== EXERCISE ==
Retype the material below. Keep every word exactly as it is.

────────────────

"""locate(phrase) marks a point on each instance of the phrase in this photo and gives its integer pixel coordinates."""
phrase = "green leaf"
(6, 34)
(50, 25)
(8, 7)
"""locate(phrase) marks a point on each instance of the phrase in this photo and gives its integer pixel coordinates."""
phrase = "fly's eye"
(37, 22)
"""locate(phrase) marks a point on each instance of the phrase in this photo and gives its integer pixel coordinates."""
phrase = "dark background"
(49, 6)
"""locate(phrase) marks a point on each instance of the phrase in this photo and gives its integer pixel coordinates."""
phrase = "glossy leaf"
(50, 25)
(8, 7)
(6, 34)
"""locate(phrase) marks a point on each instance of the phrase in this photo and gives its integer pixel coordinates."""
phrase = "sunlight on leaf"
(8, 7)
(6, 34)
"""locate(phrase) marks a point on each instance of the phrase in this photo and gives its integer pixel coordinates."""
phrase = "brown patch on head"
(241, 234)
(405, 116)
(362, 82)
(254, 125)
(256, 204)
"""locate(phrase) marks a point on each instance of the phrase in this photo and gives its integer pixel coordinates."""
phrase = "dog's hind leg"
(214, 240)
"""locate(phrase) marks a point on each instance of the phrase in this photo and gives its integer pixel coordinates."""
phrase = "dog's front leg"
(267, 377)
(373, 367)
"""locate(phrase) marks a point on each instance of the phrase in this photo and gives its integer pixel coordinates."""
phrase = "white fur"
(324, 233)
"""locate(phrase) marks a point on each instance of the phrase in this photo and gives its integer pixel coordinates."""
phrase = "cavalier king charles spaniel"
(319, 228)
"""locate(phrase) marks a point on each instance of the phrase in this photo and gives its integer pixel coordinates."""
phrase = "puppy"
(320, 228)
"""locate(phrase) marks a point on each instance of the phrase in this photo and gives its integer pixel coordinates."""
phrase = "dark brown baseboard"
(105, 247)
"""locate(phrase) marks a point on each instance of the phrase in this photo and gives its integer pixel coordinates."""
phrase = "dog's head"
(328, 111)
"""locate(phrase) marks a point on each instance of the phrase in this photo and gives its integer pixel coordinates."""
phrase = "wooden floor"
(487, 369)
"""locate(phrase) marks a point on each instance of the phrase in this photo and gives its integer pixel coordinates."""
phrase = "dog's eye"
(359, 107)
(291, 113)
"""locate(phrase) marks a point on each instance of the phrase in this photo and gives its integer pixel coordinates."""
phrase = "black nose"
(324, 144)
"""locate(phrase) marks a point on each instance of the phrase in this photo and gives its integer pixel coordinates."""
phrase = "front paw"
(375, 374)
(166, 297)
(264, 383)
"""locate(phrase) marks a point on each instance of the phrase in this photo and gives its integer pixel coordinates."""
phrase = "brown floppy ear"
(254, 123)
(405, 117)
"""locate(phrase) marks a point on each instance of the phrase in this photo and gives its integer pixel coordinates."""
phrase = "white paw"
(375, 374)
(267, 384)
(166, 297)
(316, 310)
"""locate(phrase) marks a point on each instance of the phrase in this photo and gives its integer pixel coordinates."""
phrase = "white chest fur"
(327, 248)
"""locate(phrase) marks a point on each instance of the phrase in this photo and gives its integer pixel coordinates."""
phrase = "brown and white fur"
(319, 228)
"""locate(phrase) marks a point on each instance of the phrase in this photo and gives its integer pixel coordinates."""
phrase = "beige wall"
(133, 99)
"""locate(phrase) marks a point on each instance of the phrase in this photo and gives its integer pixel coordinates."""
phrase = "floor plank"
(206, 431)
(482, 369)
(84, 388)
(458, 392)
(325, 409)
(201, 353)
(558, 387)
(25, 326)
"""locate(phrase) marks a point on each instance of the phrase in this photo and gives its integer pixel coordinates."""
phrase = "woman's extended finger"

────────────────

== OUTPUT FOR THIS TASK ==
"""locate(phrase) marks a point on each instance of the phrase in this photo and gives its integer pixel coordinates."""
phrase = "green leaf"
(6, 34)
(50, 25)
(8, 7)
"""locate(phrase) marks a point on each instance of the phrase in this photo and gives its integer pixel coordinates."""
phrase = "fly's eye"
(37, 22)
"""locate(phrase) marks a point on each instance of the phrase in this photo and gives its integer pixel coordinates."""
phrase = "dark background"
(49, 6)
"""locate(phrase) marks a point on each instance of the phrase in this photo and gives its integer pixel coordinates."""
phrase = "glossy leaf"
(50, 25)
(8, 7)
(6, 34)
"""locate(phrase) marks a point on each instance of the phrase in this photo and gives its integer pixel coordinates."""
phrase = "sunlight on leaf"
(8, 7)
(6, 34)
"""locate(phrase) marks a point on each instance of the phrase in this photo and gives its integer pixel coordinates."""
phrase = "brown patch on head"
(241, 234)
(405, 116)
(362, 82)
(254, 125)
(256, 204)
"""locate(phrase) marks a point on each instance of the phrase in this photo and gives its integer pixel coordinates."""
phrase = "dog's hind leg"
(214, 240)
"""locate(phrase) marks a point on each instance of the phrase in this photo and gives its integer pixel coordinates."""
phrase = "dog's front leg"
(267, 377)
(373, 367)
"""locate(phrase) marks a point on each instance of the phrase in this photo and gives its integer pixel coordinates."""
phrase = "white fur"
(324, 233)
"""locate(phrase) marks a point on each instance of the phrase in this photo and gives its integer pixel coordinates."""
phrase = "cavalier king charles spaniel"
(319, 228)
"""locate(phrase) marks a point on each instance of the phrase in this photo and gives its integer pixel coordinates."""
phrase = "puppy"
(320, 228)
"""locate(phrase) marks a point on each instance of the phrase in this photo and gives its integer pixel coordinates."""
phrase = "dark brown baseboard"
(105, 247)
"""locate(phrase) marks a point on each instance of the phrase in this photo and gives its integer pixel coordinates."""
phrase = "dog's head"
(328, 111)
"""locate(phrase) marks a point on each instance of the phrase in this photo and gives its integer pixel coordinates."""
phrase = "wooden floor"
(487, 369)
"""locate(phrase) marks a point on each instance of the phrase in this photo and gives its integer pixel coordinates."""
phrase = "dog's eye"
(359, 107)
(291, 113)
"""locate(phrase) marks a point on each instance of the phrase in this photo and gives its integer pixel coordinates."""
phrase = "black nose"
(324, 144)
"""locate(phrase) marks a point on each instance of the phrase in this photo and gives its integer pixel coordinates."""
phrase = "front paw"
(375, 374)
(166, 297)
(264, 383)
"""locate(phrase) marks a point on each instance of the phrase in this photo and gives its integer pixel coordinates."""
phrase = "brown floppy ear"
(254, 123)
(405, 117)
"""locate(phrase) marks a point on each instance of the phrase in this photo and gives its integer pixel coordinates."""
phrase = "white paw"
(375, 374)
(267, 384)
(166, 297)
(316, 310)
"""locate(phrase) marks a point on each instance of the phrase in this photo and gives its integer pixel coordinates."""
phrase = "white chest fur"
(327, 248)
"""locate(phrase) marks a point on each instance of the phrase in this photo and gives its integer pixel coordinates."""
phrase = "brown and white fur"
(319, 228)
"""locate(phrase) marks a point on each instance of the phrase in this photo and gives its integer pixel coordinates."""
phrase = "beige wall"
(133, 99)
"""locate(phrase) marks a point on each instance of the phrase in this photo and gives its integer pixel coordinates."""
phrase = "floor plank"
(206, 431)
(482, 369)
(84, 388)
(458, 392)
(325, 409)
(201, 353)
(558, 387)
(25, 326)
"""locate(phrase) marks a point on each instance of the phrase in this photo and gives its integer pixel coordinates."""
phrase = "woman's extended finger"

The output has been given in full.